RECORD SET —

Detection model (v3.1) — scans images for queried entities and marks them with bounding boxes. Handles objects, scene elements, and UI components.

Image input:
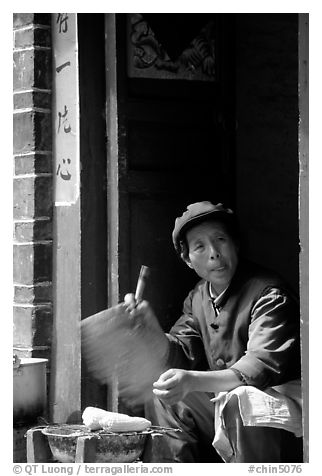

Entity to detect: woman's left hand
[153,369,193,405]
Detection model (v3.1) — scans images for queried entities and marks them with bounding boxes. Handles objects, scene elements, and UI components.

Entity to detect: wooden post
[298,13,309,463]
[49,13,81,423]
[27,428,52,463]
[105,13,119,412]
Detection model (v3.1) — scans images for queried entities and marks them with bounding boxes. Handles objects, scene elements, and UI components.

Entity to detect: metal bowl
[41,424,147,463]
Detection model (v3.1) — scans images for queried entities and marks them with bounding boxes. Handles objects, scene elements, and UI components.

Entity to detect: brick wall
[13,13,53,358]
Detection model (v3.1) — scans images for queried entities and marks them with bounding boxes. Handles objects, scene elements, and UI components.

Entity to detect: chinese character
[57,106,71,134]
[56,159,72,180]
[56,61,70,73]
[56,13,68,33]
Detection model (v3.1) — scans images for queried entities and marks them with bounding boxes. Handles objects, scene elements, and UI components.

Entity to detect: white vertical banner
[52,13,80,206]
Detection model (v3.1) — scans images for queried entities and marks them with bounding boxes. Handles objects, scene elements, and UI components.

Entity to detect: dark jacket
[168,262,300,388]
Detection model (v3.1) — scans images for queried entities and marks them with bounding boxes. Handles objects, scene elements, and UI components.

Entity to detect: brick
[13,111,52,154]
[13,50,52,91]
[13,306,53,347]
[13,177,53,220]
[14,219,53,242]
[14,283,53,304]
[13,91,52,109]
[14,152,53,175]
[13,13,51,28]
[13,243,52,284]
[14,27,51,48]
[13,307,32,347]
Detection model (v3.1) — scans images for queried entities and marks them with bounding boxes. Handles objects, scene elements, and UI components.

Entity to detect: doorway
[78,14,235,408]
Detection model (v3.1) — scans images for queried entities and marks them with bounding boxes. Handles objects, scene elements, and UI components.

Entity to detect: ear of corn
[82,407,151,432]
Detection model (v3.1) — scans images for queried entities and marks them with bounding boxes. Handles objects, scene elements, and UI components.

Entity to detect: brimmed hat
[172,202,234,254]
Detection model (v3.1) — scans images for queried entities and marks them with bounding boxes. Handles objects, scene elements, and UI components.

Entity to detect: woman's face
[186,221,238,294]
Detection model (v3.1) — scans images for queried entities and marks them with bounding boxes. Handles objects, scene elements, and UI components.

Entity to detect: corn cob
[82,407,151,433]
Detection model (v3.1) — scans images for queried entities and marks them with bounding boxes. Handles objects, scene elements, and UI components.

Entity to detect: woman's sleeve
[231,288,300,388]
[166,291,209,370]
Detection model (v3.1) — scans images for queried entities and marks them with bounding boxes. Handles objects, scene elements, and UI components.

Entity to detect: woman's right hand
[124,294,170,361]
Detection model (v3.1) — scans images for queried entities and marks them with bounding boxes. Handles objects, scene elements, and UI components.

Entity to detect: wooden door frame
[298,13,309,463]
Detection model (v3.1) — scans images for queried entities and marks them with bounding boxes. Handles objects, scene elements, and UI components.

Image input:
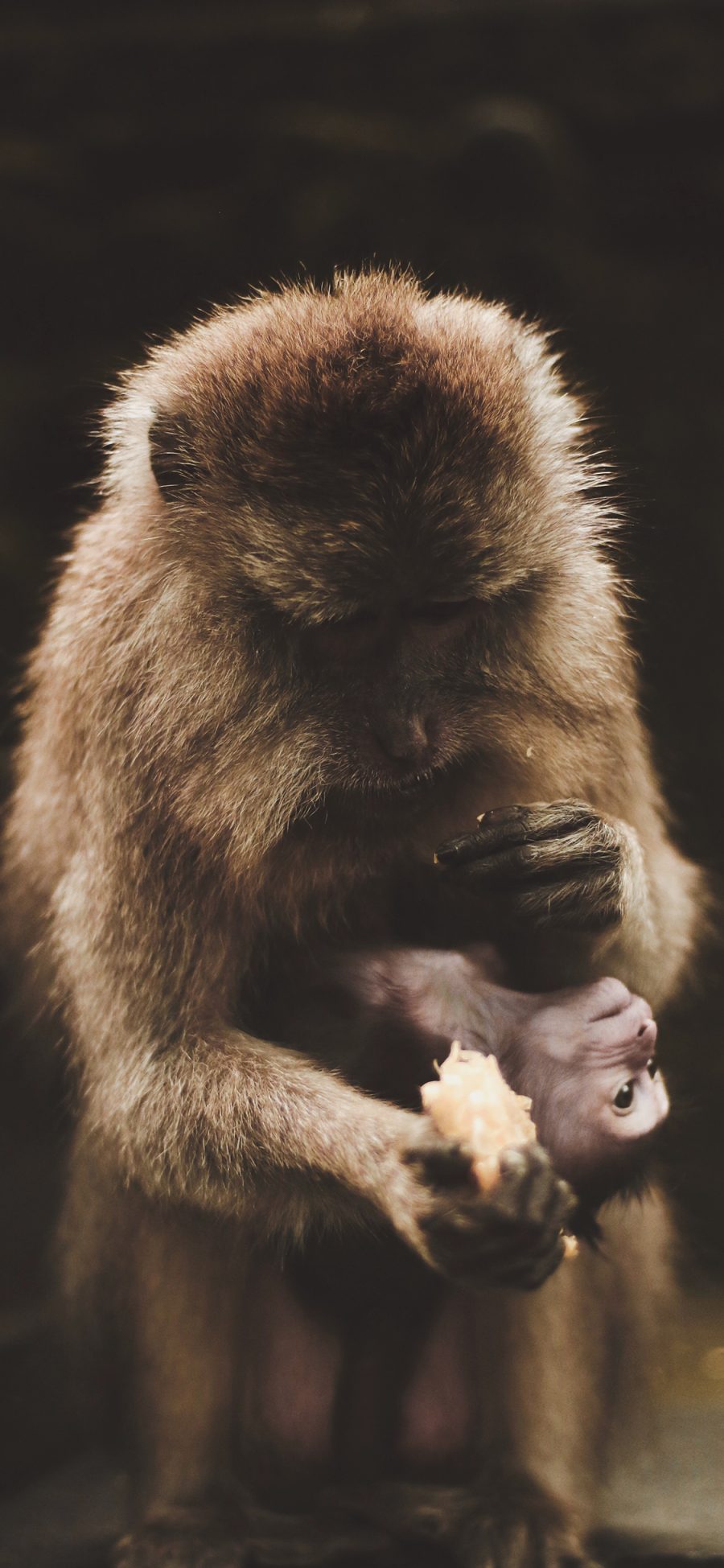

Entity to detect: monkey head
[108,273,600,831]
[533,1019,669,1214]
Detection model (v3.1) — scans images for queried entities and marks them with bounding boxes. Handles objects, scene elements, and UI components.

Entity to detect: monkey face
[301,598,481,798]
[141,276,590,821]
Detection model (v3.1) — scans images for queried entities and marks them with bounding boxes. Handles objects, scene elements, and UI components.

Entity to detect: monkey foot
[113,1525,249,1568]
[458,1479,595,1568]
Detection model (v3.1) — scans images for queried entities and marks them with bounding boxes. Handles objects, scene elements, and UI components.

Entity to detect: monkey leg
[456,1193,671,1568]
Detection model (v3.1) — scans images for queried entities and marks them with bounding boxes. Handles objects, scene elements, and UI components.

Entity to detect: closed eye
[409,599,473,623]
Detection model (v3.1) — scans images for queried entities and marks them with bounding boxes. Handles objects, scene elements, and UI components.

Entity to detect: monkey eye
[613,1079,633,1112]
[410,599,471,624]
[307,610,382,661]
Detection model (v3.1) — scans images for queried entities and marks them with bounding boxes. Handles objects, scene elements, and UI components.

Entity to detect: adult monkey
[6,273,696,1568]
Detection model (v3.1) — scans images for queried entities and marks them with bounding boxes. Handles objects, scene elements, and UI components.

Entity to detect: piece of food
[420,1039,536,1188]
[420,1039,578,1257]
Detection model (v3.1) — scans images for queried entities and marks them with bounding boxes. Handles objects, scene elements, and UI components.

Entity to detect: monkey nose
[372,714,431,768]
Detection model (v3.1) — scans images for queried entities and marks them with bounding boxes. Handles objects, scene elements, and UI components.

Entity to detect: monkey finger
[436,801,600,866]
[401,1135,476,1188]
[445,833,620,887]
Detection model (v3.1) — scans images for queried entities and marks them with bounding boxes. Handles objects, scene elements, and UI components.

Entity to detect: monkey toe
[459,1479,595,1568]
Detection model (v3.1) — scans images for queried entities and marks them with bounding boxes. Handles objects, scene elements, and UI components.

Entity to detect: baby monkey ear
[149,413,197,499]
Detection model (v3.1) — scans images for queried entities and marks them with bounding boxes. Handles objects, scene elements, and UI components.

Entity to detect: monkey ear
[149,414,197,497]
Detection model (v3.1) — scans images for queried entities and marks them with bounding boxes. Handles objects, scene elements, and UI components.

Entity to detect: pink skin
[246,945,668,1479]
[326,944,669,1187]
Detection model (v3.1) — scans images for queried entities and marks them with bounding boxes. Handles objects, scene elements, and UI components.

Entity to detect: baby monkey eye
[615,1079,633,1110]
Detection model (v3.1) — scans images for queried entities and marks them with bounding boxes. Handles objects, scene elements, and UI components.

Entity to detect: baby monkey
[269,944,669,1234]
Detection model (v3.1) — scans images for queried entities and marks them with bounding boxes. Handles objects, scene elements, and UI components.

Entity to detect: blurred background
[0,0,724,1568]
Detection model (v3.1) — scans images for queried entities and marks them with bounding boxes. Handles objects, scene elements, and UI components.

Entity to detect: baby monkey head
[539,1019,669,1214]
[109,273,599,821]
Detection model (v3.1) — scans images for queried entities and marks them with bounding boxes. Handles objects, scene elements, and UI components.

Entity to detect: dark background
[0,0,724,1530]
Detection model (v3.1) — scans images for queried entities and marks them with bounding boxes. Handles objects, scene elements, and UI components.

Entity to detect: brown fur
[6,273,697,1568]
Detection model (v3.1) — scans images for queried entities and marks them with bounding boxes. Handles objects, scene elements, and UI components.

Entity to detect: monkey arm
[49,853,570,1287]
[438,727,705,1006]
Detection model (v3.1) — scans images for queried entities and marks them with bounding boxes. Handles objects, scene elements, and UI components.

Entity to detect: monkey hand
[436,800,644,932]
[387,1117,575,1290]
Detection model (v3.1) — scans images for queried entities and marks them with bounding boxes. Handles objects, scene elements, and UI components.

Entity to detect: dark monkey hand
[382,1117,575,1290]
[436,800,644,932]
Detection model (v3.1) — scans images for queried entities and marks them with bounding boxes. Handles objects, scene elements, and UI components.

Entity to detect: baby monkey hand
[390,1118,575,1290]
[436,800,643,932]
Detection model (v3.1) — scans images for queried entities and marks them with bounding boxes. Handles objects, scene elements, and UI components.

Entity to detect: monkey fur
[5,271,701,1568]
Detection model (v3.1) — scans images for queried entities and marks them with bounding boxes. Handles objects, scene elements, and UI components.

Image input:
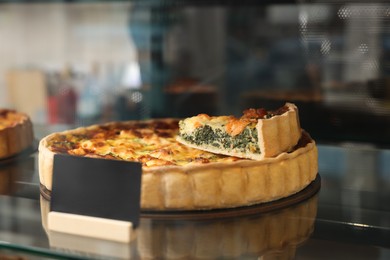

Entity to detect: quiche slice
[39,118,318,211]
[177,103,302,160]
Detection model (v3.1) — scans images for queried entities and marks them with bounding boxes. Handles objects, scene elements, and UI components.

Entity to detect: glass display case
[0,0,390,259]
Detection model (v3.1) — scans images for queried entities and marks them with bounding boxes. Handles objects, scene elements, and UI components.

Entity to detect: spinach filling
[181,125,261,153]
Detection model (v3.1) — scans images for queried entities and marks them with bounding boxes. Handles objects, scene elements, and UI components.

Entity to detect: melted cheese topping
[45,121,239,167]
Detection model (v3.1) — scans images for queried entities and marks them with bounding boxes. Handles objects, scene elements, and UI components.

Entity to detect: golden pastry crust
[0,109,34,159]
[39,119,318,211]
[177,103,301,160]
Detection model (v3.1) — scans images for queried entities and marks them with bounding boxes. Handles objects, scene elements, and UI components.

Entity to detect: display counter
[0,140,390,259]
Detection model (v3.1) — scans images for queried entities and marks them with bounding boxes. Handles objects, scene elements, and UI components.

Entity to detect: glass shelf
[0,141,390,259]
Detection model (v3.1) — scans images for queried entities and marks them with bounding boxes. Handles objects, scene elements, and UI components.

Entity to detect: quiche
[0,109,34,160]
[39,114,318,211]
[177,103,301,160]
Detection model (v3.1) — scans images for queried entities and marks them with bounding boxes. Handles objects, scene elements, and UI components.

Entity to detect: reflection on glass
[41,195,318,259]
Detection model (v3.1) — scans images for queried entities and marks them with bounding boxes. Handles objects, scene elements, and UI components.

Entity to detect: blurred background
[0,0,390,147]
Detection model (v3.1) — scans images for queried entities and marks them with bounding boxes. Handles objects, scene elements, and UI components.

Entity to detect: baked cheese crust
[0,109,34,159]
[39,119,318,210]
[177,103,301,160]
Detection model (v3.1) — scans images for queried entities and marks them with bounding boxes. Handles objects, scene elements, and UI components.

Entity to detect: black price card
[50,154,142,227]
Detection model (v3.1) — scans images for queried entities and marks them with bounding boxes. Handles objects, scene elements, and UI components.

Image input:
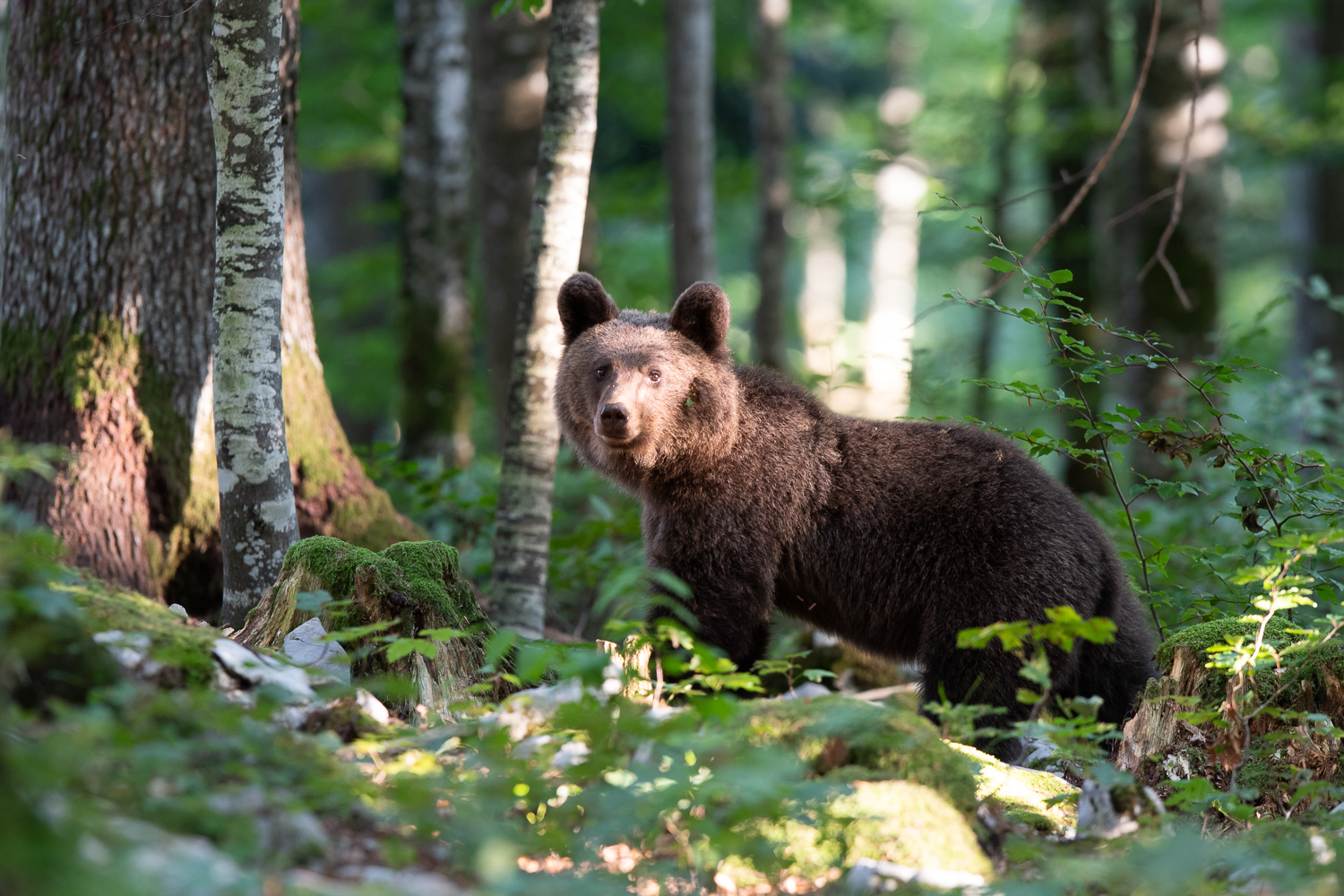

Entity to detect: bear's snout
[597,401,639,442]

DIRECTIVE — Starting at the beginning of the material and running through the line that contains "[41,424,147,463]", rewrite the stretch with "Entity to detect" changed to "Target to locate" and everything else left as it is. Leave the pictures out of your answer.

WRITTEN ANSWER —
Detection model (v3.1) — scans images for queried entities and marks them with bounding boxes. Handles objects, scene elements, and UI components.

Image input:

Target to locate: woman's left hand
[153,369,193,405]
Detection model (v3.1) — scans images for queried entities and marks them with bounding boxes. Handles objects, scene elements, and UI components.

Target to locate: wooden post
[298,13,309,463]
[49,13,81,423]
[27,428,52,463]
[105,13,119,412]
Detection model (v3.1) — scans images for queried entities and marks them with bounding boxes. Handles objects, scene elements, and UI components.

Target to locate: metal bowl
[41,424,147,463]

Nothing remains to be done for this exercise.